--- BEGIN ---

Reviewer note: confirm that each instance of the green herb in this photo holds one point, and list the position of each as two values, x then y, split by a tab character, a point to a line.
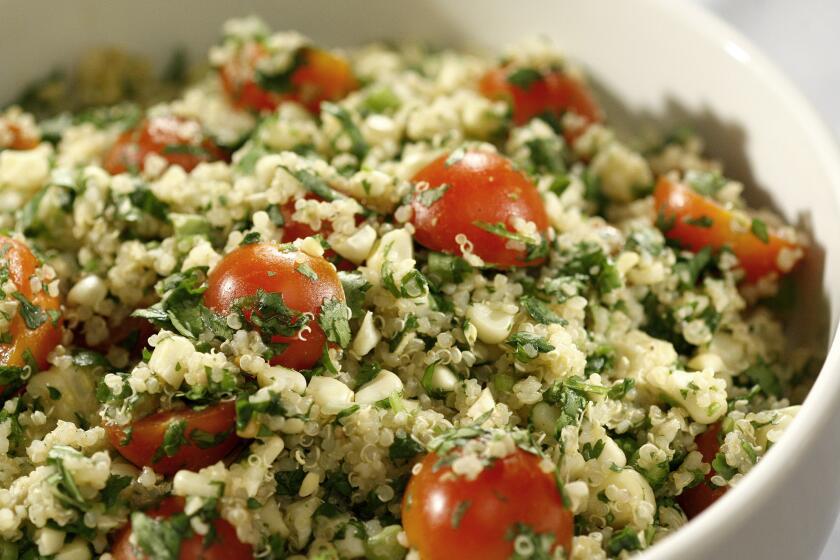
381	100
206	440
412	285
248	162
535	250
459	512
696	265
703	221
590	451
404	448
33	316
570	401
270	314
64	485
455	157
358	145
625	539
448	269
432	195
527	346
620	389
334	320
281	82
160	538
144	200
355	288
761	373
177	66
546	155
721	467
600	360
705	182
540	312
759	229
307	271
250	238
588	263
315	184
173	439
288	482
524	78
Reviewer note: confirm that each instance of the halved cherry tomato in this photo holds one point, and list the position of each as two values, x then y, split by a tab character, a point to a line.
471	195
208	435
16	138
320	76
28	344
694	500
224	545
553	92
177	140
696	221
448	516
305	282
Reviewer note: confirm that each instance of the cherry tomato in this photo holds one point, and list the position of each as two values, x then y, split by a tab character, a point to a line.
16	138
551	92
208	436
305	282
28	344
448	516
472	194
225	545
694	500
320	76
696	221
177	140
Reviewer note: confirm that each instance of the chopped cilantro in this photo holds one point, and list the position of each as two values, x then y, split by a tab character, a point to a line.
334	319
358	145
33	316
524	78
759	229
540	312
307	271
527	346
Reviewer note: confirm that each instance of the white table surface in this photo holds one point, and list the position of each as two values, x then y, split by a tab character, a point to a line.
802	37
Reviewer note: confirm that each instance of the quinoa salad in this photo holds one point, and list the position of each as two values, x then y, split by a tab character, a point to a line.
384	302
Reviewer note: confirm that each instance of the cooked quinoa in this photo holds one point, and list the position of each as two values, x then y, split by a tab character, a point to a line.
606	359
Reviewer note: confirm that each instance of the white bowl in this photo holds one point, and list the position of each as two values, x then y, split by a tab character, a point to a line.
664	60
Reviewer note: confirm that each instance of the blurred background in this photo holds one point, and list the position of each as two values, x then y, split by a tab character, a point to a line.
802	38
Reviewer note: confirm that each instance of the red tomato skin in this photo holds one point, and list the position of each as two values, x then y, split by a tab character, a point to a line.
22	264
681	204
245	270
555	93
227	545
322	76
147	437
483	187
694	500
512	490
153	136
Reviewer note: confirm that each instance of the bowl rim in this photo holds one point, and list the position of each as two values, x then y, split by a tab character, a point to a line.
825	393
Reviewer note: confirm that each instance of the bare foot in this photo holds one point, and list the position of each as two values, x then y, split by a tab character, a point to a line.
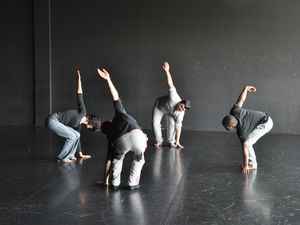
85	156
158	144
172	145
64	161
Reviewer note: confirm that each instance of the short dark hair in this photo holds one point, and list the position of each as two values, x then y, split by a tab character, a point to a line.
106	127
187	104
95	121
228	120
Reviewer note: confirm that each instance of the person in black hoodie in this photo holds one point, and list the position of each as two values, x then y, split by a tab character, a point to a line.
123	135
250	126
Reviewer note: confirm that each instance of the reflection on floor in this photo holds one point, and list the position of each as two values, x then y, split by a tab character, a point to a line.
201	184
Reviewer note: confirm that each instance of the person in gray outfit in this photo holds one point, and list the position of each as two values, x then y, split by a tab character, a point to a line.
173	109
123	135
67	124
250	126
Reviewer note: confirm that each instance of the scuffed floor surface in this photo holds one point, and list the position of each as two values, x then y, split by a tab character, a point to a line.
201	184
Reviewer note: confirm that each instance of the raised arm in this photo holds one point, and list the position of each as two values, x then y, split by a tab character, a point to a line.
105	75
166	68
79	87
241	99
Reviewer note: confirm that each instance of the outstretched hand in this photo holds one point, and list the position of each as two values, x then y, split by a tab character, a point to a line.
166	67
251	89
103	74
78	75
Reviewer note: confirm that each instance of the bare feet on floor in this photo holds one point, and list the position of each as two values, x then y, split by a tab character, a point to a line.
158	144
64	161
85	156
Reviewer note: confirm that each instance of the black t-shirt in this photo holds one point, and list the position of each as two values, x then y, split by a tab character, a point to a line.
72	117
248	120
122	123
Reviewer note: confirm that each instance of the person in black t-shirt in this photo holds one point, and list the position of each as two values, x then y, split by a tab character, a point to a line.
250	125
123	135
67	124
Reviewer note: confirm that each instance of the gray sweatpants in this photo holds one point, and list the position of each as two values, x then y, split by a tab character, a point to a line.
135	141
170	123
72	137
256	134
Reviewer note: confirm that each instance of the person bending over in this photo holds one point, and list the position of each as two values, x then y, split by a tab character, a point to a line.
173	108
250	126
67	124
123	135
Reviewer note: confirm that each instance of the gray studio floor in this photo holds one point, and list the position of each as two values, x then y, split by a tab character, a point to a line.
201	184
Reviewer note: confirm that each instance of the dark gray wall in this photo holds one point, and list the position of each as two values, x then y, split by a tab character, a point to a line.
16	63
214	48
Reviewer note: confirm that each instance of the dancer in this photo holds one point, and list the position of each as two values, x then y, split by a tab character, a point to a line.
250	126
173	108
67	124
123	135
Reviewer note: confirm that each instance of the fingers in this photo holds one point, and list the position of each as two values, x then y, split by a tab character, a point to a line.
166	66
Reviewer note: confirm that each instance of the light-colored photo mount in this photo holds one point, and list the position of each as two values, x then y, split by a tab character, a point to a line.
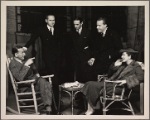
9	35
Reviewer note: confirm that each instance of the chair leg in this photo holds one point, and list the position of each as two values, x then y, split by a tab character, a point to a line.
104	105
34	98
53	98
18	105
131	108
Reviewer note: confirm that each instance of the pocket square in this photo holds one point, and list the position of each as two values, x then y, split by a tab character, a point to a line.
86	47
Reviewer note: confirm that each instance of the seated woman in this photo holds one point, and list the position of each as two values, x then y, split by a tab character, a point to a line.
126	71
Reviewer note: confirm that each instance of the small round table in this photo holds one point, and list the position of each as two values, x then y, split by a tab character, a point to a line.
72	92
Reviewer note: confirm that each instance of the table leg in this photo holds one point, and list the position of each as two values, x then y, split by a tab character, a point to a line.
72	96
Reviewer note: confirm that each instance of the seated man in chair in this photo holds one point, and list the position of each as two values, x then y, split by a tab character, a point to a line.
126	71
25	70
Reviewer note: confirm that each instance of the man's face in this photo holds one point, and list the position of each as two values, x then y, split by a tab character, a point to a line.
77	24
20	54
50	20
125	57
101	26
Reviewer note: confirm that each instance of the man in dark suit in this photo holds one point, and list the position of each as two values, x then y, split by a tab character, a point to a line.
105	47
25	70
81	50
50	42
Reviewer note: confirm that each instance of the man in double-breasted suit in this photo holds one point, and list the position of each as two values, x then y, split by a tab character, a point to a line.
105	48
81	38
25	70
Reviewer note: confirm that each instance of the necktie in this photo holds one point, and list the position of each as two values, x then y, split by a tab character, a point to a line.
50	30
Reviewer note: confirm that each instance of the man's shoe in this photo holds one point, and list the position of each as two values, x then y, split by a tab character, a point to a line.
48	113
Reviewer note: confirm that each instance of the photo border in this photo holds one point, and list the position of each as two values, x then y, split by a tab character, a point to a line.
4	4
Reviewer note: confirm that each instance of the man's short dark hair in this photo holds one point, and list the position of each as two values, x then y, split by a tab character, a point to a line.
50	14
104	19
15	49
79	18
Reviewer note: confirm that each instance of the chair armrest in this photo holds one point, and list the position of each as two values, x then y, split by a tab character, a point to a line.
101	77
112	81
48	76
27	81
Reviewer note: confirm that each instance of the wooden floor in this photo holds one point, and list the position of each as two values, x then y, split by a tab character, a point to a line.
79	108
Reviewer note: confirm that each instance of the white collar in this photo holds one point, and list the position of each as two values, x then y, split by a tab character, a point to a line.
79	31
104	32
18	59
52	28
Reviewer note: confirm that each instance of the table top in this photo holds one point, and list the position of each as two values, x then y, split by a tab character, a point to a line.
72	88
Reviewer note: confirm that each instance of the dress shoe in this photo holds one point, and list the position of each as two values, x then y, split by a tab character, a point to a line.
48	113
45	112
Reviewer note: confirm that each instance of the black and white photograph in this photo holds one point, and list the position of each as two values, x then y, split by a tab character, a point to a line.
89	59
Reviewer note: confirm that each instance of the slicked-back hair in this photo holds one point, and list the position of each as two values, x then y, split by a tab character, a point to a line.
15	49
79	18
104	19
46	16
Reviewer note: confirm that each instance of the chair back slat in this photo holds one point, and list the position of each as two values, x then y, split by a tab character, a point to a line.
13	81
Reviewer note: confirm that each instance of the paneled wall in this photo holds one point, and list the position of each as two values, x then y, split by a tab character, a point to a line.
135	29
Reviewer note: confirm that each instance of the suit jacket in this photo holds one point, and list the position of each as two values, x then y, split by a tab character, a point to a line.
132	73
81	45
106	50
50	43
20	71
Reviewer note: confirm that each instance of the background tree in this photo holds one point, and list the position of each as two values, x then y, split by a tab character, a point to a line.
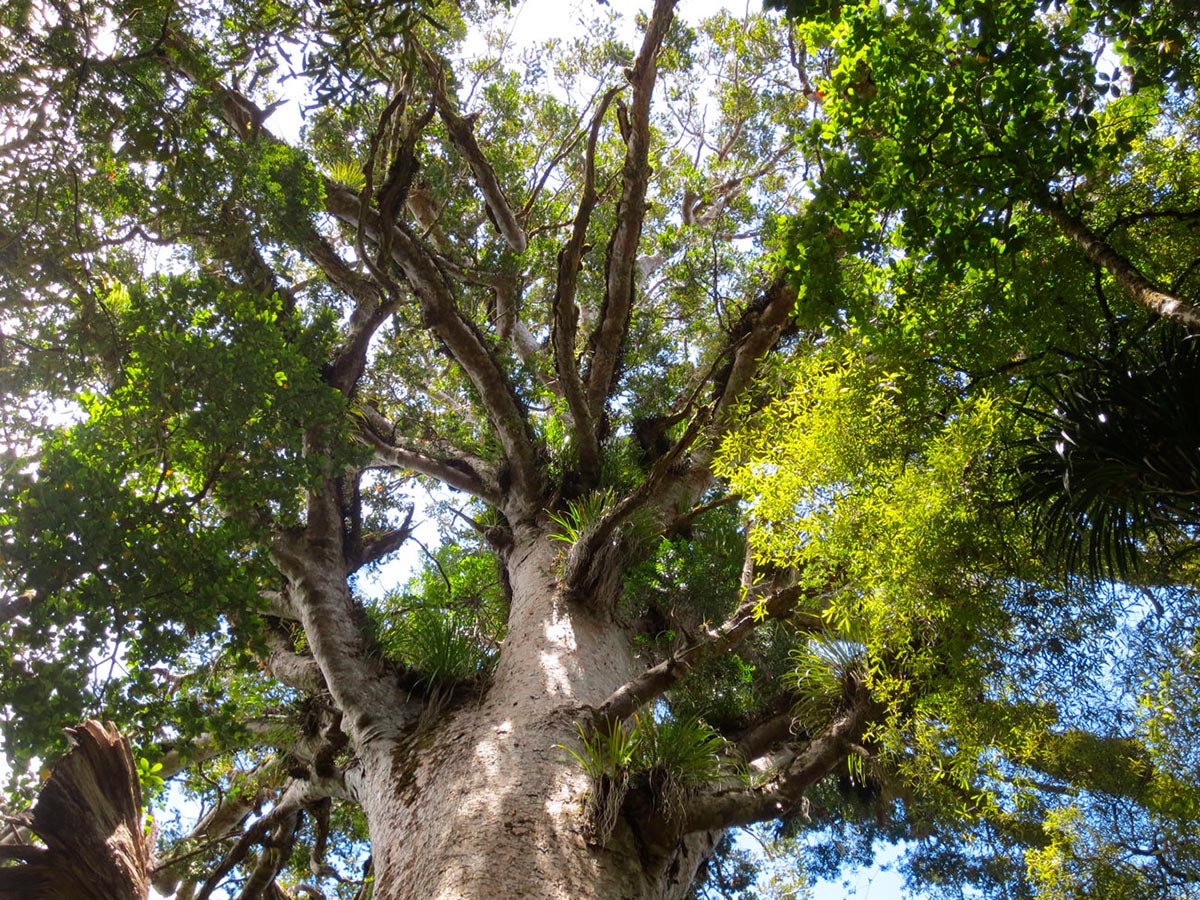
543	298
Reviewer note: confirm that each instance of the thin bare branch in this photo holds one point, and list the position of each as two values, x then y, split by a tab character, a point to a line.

--- END ---

**Work instructions:** Write out an exact copy of the lines beginning at the line that contains "Reviewer note: confirm that each instance of the paneled" and ending at the last line of the listing. Exclude pictures.

**Exercise output:**
Reviewer note: confirm that each instance of the paneled wall in this photo holds one point, and list the position of each as two values, x then y, split by a tab character, a point to a line.
135	29
Reviewer note: confirm that each instance of the suit jacket in this photo holds one point, and list the position of each as two values, x then y, split by a tab character, a point to a line.
132	73
81	45
106	50
50	43
20	71
Reviewer note: confirm that each instance of the background tree in this photo holds one point, and list the position of each as two values, x then y, split by a tab character, a point to a line.
543	298
Reviewer note: confirm that each instance of the thin bare branch in this photo holds one point, and list the position of each as two values, x then y, split by a tab character, a point to a line.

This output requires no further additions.